Ernst Fuchs
by Daniel Mirante
Originally published in Art of Imagination ‘Inscape’ magazine
The name Ernst Fuchs has become celebrated as a seminal influence upon contemporary visionary art, having inspired such luminaries such as Brigid Marlin, HR Giger and Alex Grey.
Many design motifs in these and other contemporary artists’ work, such as transparent jewel-like forms, seraphic architectural curves, and halo-like light effects depicting spiritual energies, can be traced to Fuchs, whose art has passed through many phases, and through which he has comprehensively mined the secret history of mystical arts.
Fuchs is a mythical artist, belonging to another world-age. In this culture of distraction and dissipation, the sheer abundance, range and diversity of the Fuchs oeuvre – enough to fill a museum – seems miraculous.
And yet despite the intensity of peoples admiration (and possibly in equal measure, their dislike) of Fuchs art, he is virtually unknown in the contemporary art canon. Why such an artist, of such technical virtuosity and thematic intrigue, is virtually ignored outside of Vienna and the Internet, whilst Dali, Ernst, Giger and Alex Grey have found popular appeal, is an enigma. Ernst Fuchs work may not have found mainstream appeal because the religious, gnostic elements richly presented in his work are alienated from our current culture. Whist the new age can ‘read’ the psychedelic, eastern iconography of Alex Grey, or even vicariously enjoy the biomechanical nightmares and fetishistic sexuality of HR Giger, Fuchs is more difficult to relate to. Fuchs explores the realms of Zoroastrian, Hebrew and Gnostic Christian revelation, which is still highly esoteric.
The art of Fuchs forces an examination of the Western roots of spirituality, affirming revelatory spiritual power within Christianity. In the wake of Darwinism, and the world wars this has not been a popular position. And yet Fuchs himself had to work through the perplexities and obscurities, and the devestation of post-war Europe, to find the shining pearl hidden in the mire of matter. This spiritual journey is very much evident in the transformations of his subject matter across the development of his ouvre.

-- Recorded data --

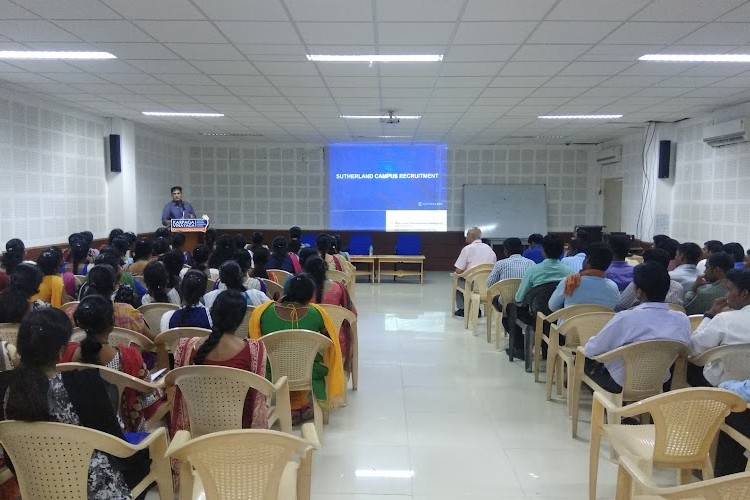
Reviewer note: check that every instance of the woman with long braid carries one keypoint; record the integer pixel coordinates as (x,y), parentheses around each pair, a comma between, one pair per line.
(223,348)
(192,313)
(95,316)
(295,311)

-- Actions to take --
a. Copy a passage from the Ernst Fuchs essay word for word: begin at the words "And yet despite" and stop after "still highly esoteric.".
b. Answer these questions from the Ernst Fuchs essay:
(i) Which three artists does it name as inspired by Fuchs?
(ii) Where was the piece originally published?
(iii) Outside of which two places is Fuchs said to be virtually ignored?

-- Responses by task --
a.
And yet despite the intensity of peoples admiration (and possibly in equal measure, their dislike) of Fuchs art, he is virtually unknown in the contemporary art canon. Why such an artist, of such technical virtuosity and thematic intrigue, is virtually ignored outside of Vienna and the Internet, whilst Dali, Ernst, Giger and Alex Grey have found popular appeal, is an enigma. Ernst Fuchs work may not have found mainstream appeal because the religious, gnostic elements richly presented in his work are alienated from our current culture. Whist the new age can ‘read’ the psychedelic, eastern iconography of Alex Grey, or even vicariously enjoy the biomechanical nightmares and fetishistic sexuality of HR Giger, Fuchs is more difficult to relate to. Fuchs explores the realms of Zoroastrian, Hebrew and Gnostic Christian revelation, which is still highly esoteric.

b.
(i) Brigid Marlin, HR Giger and Alex Grey
(ii) Art of Imagination ‘Inscape’ magazine
(iii) Vienna and the Internet